**Постановка задачи**
Подсчитайте строки приведенных ниже записей, в которых встречается строка «rock», с учетом регистра. В ответе укажите только число.

---- Входные данные

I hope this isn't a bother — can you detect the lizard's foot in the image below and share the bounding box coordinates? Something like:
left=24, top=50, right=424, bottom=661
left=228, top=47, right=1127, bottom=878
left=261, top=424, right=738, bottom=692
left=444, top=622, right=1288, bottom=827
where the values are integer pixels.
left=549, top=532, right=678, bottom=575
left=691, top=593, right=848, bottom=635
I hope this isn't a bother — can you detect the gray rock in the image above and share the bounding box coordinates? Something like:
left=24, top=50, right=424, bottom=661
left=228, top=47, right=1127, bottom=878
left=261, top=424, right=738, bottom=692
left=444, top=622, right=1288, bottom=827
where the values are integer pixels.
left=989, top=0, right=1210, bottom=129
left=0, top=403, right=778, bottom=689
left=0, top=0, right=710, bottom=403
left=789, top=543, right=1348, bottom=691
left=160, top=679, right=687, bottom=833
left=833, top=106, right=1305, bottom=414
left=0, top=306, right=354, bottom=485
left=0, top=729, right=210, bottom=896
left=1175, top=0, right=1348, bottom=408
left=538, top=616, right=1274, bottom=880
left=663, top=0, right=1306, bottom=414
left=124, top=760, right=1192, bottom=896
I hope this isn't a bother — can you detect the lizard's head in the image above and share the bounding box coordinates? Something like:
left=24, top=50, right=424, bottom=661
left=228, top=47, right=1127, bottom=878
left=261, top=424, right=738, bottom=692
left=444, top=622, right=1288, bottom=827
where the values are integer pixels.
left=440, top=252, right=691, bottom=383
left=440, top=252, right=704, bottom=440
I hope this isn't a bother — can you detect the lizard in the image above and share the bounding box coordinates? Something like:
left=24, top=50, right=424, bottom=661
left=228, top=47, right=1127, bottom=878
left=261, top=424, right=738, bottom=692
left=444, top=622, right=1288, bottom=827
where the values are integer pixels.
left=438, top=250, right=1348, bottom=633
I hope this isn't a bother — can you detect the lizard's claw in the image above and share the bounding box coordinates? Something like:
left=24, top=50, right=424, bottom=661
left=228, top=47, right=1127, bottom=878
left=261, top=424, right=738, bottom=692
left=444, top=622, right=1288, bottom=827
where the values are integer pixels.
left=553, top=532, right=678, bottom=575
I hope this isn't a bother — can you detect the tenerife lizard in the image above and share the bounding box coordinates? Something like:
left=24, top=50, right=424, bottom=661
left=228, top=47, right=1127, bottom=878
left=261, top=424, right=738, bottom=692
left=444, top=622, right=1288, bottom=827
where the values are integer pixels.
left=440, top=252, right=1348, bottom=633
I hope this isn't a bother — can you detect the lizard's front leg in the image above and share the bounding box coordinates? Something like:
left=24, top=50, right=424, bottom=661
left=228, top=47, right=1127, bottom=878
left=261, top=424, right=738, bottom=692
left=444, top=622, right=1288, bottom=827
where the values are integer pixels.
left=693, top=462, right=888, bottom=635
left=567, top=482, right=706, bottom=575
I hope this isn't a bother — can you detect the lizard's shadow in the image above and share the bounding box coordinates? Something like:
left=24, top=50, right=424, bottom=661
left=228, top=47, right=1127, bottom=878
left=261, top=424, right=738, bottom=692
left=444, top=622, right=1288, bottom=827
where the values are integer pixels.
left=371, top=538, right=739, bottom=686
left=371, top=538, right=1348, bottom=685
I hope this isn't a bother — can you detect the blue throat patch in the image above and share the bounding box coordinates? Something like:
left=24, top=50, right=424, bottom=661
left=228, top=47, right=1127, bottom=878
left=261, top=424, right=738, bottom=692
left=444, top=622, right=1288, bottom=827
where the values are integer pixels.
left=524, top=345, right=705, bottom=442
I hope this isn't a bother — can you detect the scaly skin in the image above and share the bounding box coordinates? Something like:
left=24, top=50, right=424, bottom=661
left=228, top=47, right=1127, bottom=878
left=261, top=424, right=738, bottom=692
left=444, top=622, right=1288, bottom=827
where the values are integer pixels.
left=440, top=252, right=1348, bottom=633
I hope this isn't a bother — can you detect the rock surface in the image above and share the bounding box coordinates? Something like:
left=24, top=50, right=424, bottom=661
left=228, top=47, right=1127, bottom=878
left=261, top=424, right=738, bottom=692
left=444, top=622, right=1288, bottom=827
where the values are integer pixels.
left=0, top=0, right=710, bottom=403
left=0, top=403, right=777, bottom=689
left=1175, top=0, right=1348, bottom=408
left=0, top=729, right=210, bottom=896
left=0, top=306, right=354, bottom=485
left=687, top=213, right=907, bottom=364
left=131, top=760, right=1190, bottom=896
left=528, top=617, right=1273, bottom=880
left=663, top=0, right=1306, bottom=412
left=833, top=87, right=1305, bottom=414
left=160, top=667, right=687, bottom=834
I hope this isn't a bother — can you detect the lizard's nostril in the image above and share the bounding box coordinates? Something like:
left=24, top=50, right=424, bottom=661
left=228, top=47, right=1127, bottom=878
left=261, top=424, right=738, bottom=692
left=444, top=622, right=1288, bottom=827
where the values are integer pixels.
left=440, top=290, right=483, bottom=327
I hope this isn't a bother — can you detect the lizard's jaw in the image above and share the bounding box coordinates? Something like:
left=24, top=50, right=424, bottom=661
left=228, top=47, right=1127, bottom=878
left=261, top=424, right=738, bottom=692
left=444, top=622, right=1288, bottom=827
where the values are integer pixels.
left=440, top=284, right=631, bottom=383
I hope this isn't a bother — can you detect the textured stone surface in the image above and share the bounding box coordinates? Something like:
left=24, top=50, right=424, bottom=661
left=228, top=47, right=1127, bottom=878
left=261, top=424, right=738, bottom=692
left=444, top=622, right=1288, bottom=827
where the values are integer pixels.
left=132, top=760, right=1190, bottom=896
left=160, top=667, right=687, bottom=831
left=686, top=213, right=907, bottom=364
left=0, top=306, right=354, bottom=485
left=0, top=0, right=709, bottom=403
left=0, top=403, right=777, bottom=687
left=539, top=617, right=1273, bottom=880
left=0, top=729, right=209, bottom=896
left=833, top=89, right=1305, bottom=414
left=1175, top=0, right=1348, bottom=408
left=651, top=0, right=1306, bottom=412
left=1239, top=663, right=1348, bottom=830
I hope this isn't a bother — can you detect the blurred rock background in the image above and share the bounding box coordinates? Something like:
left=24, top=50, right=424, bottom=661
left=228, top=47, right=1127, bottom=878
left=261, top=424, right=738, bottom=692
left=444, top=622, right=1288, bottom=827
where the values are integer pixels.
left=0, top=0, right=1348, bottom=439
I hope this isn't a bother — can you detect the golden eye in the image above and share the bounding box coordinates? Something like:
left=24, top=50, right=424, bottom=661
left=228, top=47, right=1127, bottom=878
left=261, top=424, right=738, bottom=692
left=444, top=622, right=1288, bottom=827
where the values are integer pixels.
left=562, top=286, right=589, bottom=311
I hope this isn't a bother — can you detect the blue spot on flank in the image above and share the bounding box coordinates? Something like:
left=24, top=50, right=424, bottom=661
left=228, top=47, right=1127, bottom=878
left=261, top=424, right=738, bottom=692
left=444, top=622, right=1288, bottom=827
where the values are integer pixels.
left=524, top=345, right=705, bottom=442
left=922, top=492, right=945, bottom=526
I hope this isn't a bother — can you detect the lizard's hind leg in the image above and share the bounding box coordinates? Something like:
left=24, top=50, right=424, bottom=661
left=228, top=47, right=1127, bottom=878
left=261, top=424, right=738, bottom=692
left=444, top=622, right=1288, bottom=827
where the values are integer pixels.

--------

**Решение задачи**
3